> **Supplied text**
※
MRI scans of brain networks could help predict effects of brain
injury
1 April 2010
An MRI scanning technique originally developed for study of
brain organization could enable better prediction of the effects of
strokes and other brain injuries, neurologists at
Washington University School of Medicine in St Louis have found.
The technique, known as resting-state functional connectivity MRI
(fcMRI), reveals the health of brain networks that let multiple
parts of the brain collaborate. Previous studies have shown that
damage to the brain networks helps explain why damage to one brain
region can cause problems in abilities controlled by another brain
region. The results are published in the March 2010 issue of
Annals of Neurology.
Now, for the first time, scientists have linked differences in
the nature of the harm done to brain networks to changes in the
impairment experienced by patients.
"Clinicians who treat brain injury need new markers of brain
function that can predict the effects of injury, which helps us
determine treatment and assess its effects," says Maurizio Corbetta,
MD, the Norman J. Stupp Professor of Neurology and professor of
radiology and of neurobiology. "This study shows that FC scans are a
potentially useful way to get that kind of information."
During fcMRI scans, subjects are asked to relax and do nothing.
※
> **Data shown**
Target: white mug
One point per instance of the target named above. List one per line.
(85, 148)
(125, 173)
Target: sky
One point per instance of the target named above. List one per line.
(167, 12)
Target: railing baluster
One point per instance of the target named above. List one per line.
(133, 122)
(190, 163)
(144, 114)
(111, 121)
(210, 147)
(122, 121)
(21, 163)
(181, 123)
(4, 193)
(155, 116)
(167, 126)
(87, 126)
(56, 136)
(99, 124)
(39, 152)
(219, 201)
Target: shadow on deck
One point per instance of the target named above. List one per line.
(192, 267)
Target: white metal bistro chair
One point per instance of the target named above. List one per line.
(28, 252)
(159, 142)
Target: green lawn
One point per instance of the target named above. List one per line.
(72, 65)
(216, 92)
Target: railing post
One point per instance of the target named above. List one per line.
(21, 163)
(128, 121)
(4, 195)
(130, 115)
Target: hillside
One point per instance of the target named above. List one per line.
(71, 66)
※
> **Task**
Continue the article on MRI scans of brain networks and brain injury, picking up after its last sentence.

> **Response area**
The scans allow scientists to track changes in blood flow to
different regions of the brain. During periods of mental inactivity,
blood flow in brain regions that are networked generally tends to
rise and fall in sync.
In 23 patients who had recently suffered a stroke, researchers
looked at two networks: one that directs attention to visual
stimuli, and a separate network that controls arm movements. The two
networks include regions in both brain hemispheres.
They found patients with damage that disrupted network
connections between regions on different sides of the brain had
greater functional impairments than patients with damaged
connections between regions on the same side of the brain. That
meant, for example, that stroke damage on the left side of the brain
might lead to problems with control of the right arm, but the losses
were significantly worse if the left-side damage disrupted network
connections with the right side of the brain.
Those results do not mesh with the traditional picture of brain
function, which puts the left side of the brain in control of the
right side of the body and vice versa. But this and other recent
findings have neuroscientists thinking they may need to adjust that
picture.
Alex Carter and Maurizio Corbetta have shown
that a scanning approach originally developed for basic studies of
brain organization can also yield useful insights for clinical
treatment of brain injury patients.
"It's not wrong to say that one side of your brain controls the
opposite side of your body, but we're starting to realize that it
oversimplifies things," says first author Alex Carter, MD, PhD,
assistant professor of neurology. "It's starting to seem like proper
function requires the two hemispheres to be competing for attention,
pushing against each other and thereby achieving some kind of
balance."
To further define and confirm FC's clinical applicability,
researchers are planning additional studies of brain injury
patients. They also plan to use fcMRI in long-term studies of
recuperation of such patients.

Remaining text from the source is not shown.